⟨
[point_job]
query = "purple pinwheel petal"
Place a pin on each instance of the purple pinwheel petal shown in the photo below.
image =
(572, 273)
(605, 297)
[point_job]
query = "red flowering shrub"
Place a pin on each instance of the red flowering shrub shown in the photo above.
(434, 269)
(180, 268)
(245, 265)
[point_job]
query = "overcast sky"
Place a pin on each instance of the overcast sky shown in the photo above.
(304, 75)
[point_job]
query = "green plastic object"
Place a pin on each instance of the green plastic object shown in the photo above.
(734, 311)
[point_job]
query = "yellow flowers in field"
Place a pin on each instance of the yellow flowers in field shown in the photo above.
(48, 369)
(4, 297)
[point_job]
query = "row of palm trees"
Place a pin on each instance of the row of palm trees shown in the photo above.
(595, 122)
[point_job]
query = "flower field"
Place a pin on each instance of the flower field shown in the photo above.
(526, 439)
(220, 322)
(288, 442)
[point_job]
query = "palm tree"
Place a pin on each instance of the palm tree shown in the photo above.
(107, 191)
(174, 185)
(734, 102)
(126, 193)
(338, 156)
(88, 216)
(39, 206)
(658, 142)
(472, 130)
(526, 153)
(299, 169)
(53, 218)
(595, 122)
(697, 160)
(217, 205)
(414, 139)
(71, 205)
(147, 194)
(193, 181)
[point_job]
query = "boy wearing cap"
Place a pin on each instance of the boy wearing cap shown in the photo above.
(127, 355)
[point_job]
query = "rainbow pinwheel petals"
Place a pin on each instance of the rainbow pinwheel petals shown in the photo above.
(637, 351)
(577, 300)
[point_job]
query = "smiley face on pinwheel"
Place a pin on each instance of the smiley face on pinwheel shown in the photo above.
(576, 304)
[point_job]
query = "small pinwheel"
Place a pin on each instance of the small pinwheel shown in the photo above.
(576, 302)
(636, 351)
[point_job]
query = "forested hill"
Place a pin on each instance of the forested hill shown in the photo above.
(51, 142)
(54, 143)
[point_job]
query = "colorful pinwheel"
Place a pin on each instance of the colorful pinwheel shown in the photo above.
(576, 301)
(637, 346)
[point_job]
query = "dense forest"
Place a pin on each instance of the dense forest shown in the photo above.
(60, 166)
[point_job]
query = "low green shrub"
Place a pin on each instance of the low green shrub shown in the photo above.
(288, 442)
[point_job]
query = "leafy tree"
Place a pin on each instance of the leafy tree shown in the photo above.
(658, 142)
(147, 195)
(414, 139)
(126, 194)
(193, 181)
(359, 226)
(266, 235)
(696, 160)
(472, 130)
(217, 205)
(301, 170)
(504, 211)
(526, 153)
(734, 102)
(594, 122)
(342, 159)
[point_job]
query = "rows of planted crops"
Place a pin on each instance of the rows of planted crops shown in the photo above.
⟩
* [GIVEN TASK]
Your task is to repeat every line exactly.

* [RESPONSE TO THIS EXERCISE]
[point_job]
query = "purple pinwheel petal"
Place a pin on each instance of the purple pinwheel petal shown in the photo below.
image =
(572, 273)
(605, 297)
[point_job]
query = "red flowering shrub"
Place a pin on each instance of the red flowering shrub shown in the photo above.
(434, 269)
(180, 268)
(245, 265)
[point_job]
query = "overcast sky"
Place a pin on each instance of the overcast sky shown in the photo above.
(304, 75)
[point_job]
query = "green plastic object"
Place a pin on each instance of the green plastic object shown in the photo above.
(734, 311)
[point_job]
query = "yellow flowers in field"
Place a pin on each instance of the yellow flowers in field shown in the photo above.
(48, 369)
(4, 297)
[point_job]
query = "row of palm trees"
Place a pin on each instance of the row of palm trees shown in the photo above.
(595, 122)
[point_job]
query = "flower field"
Place a pin on each instance of the flower field shown in the photo above.
(526, 439)
(220, 322)
(288, 442)
[point_job]
query = "palm tree"
Place a pin on each instance of the palm tree shown in the photo above.
(107, 191)
(174, 185)
(734, 102)
(126, 193)
(338, 156)
(88, 216)
(39, 206)
(658, 142)
(472, 130)
(526, 153)
(299, 169)
(53, 218)
(595, 122)
(697, 160)
(217, 205)
(414, 139)
(71, 205)
(147, 194)
(193, 181)
[point_job]
query = "boy wearing cap"
Place a pin on each instance of the boy wearing cap shown in the photo above.
(127, 355)
[point_job]
query = "rainbow pinwheel petals"
Place a pin on each instance of the rainbow pinwheel petals shown in the photo above.
(637, 351)
(577, 300)
[point_job]
query = "smiley face on pinwheel"
Place a pin on each instance of the smiley face on pinwheel shown in the photo above.
(576, 304)
[point_job]
query = "small pinwheel"
Place a pin on each instance of the small pinwheel shown in the photo above.
(576, 302)
(636, 351)
[point_job]
query = "forested hill"
Place a pin on each instance of the forested hill shown in the photo above.
(51, 142)
(54, 143)
[point_job]
query = "colorful pinwheel"
Place a pin on each instance of the colorful pinwheel shown in the photo above.
(576, 301)
(637, 346)
[point_job]
query = "dense forest"
Place a pin on each instance of the dense forest shown in the photo above.
(60, 166)
[point_job]
query = "low green shrub"
Place a pin on each instance of the low green shrub shown in the photo above.
(288, 442)
[point_job]
query = "leafy tree"
Place a pin on each instance of the leafy tree shown in the photo above.
(658, 142)
(147, 195)
(414, 139)
(126, 194)
(193, 181)
(359, 226)
(266, 235)
(696, 160)
(472, 130)
(217, 205)
(301, 170)
(504, 211)
(526, 153)
(734, 102)
(594, 122)
(342, 159)
[point_job]
query = "rows of planted crops"
Place a pin on each instance of the rows of planted crops shown in the photo above.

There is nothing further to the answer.